==== Data for this exercise ====

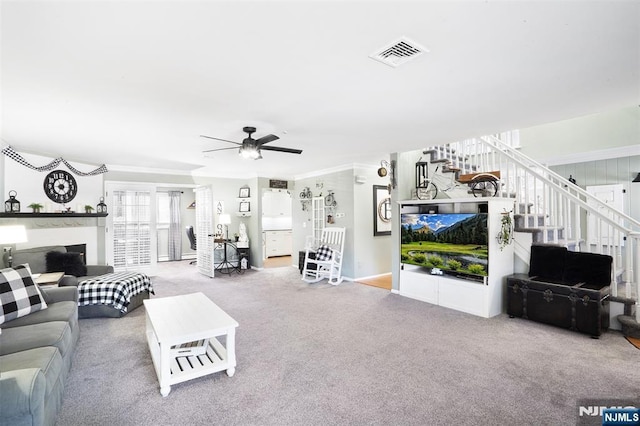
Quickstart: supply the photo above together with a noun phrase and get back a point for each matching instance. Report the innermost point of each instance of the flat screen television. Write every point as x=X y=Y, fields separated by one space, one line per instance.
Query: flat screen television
x=454 y=244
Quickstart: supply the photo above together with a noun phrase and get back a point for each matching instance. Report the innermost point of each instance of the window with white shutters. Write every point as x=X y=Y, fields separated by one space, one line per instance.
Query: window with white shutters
x=132 y=229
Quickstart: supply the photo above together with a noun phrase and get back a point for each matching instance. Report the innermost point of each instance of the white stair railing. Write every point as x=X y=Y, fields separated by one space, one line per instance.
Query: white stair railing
x=556 y=206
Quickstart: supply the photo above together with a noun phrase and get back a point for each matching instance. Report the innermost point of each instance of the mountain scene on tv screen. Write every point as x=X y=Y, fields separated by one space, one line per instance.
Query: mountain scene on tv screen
x=452 y=243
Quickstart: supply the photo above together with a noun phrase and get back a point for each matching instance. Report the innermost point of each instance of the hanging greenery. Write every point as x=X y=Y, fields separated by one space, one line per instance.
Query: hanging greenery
x=505 y=236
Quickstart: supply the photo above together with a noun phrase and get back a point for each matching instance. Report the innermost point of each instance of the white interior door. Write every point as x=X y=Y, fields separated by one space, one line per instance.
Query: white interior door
x=204 y=230
x=131 y=228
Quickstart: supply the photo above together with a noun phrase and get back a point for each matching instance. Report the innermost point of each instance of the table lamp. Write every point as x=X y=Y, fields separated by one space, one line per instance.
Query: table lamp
x=225 y=219
x=12 y=234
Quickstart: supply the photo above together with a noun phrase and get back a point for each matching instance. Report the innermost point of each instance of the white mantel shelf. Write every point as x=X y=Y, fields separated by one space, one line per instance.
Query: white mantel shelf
x=53 y=220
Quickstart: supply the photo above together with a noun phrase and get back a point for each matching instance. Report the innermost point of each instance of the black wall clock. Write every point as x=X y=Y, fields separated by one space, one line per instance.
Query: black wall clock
x=60 y=186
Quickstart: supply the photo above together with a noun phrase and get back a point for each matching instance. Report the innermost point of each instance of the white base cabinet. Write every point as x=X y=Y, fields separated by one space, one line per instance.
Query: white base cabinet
x=278 y=243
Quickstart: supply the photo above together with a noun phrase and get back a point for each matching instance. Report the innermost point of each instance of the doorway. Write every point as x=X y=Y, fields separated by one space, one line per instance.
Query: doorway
x=277 y=241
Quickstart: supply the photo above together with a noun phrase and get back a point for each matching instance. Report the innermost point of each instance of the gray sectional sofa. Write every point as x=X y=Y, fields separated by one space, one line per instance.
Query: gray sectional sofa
x=36 y=351
x=36 y=258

====

__Task instructions__.
Convert every line of the listing above into a Markdown table with two columns, Row for a running number and Text for the line itself, and skip blank lines. Leave the pictures out of the table.

__Written response__.
| Row | Text |
|---|---|
| 1 | Quickstart: supply the photo above together with a noun phrase and get back a point for each matching instance. Report the innermost point of each instance of the flat screen television. Write every point as x=X y=Y, fields separated by one space, one line per instance. |
| 2 | Query: flat screen television |
| 3 | x=454 y=244 |
| 4 | Quickstart: supply the photo above together with a noun phrase and get back a point for each matching instance. Report the innermost point of each instance of the window with white shutters. Write every point as x=X y=Y, fields separated by one space, one line per instance. |
| 5 | Query: window with white shutters |
| 6 | x=132 y=229 |
| 7 | Quickstart: supply the photo above together with a noun phrase and get back a point for each matching instance. Report the innermost point of each instance of the white stair railing. Write every point as x=X y=Y, fields separated by one space, one line per instance. |
| 8 | Query: white stair railing |
| 9 | x=556 y=206 |
| 10 | Quickstart: supply the photo above together with a noun phrase and get back a point for each matching instance. Report the innermost point of each instance of the mountain scene on tv screen. Write every point as x=X y=Y, fields separated by one space, one line per instance. |
| 11 | Query: mountain scene on tv screen |
| 12 | x=452 y=243 |
| 13 | Quickstart: supply the photo above together with a noun phrase and get back a point for each matching instance. Report the innermost point of each instance of the hanging greenery. Write every point as x=X y=Y, fields separated by one space, one line per instance. |
| 14 | Query: hanging greenery |
| 15 | x=505 y=236 |
| 16 | Quickstart: supply the photo above together with a noun phrase and get back a point for each matching instance. Report the innermost point of each instance of the white interior door. Write every point as x=X y=Y, fields separated by one space, one line per instance. |
| 17 | Query: white interior door |
| 18 | x=204 y=230 |
| 19 | x=131 y=228 |
| 20 | Quickstart: supply the photo above together with a noun phrase and get back a point for each matching instance. Report the innermost point of each instance of the table lamp. Write every point as x=X y=Y, fields separated by one space, one line per instance. |
| 21 | Query: table lamp |
| 22 | x=225 y=219 |
| 23 | x=12 y=234 |
| 24 | Quickstart: supply the photo above together with a noun phrase and get back a point for each matching instance. Report the innermost point of each instance of the white mantel shelf. Write every point as x=X y=Y, fields separated by one space, one line per instance. |
| 25 | Query: white mantel shelf |
| 26 | x=53 y=220 |
| 27 | Quickstart: supply the photo above together with a noun phrase and get back a point for each matching instance. Report the innermost point of each instance of the black wall clock. Write every point as x=X y=Y, fields separated by one space, one line per instance. |
| 28 | Query: black wall clock |
| 29 | x=60 y=186 |
| 30 | Quickstart: supply the photo above together with a noun phrase and get back a point for each matching instance. Report the innermost point of each instance of the white base cabinet. Write every point as x=X y=Y, fields separated by one space, one line per instance. |
| 31 | Query: white base cabinet |
| 32 | x=278 y=243 |
| 33 | Quickstart: supply the photo above together with a noun phrase and get back a point for each matching instance. Report the innermost point of each instance of the doorway. Write every point as x=X y=Y, fields separated by one space, one line per instance. |
| 34 | Query: doorway |
| 35 | x=277 y=241 |
| 36 | Quickstart: supply the photo above together with a noun phrase and get back a point for each matching instance. Report the innermost point of each instance of the gray sectional sofa. Write every point as x=X y=Y, fields separated by one space, one line per instance. |
| 37 | Query: gray sectional sofa |
| 38 | x=36 y=351 |
| 39 | x=36 y=258 |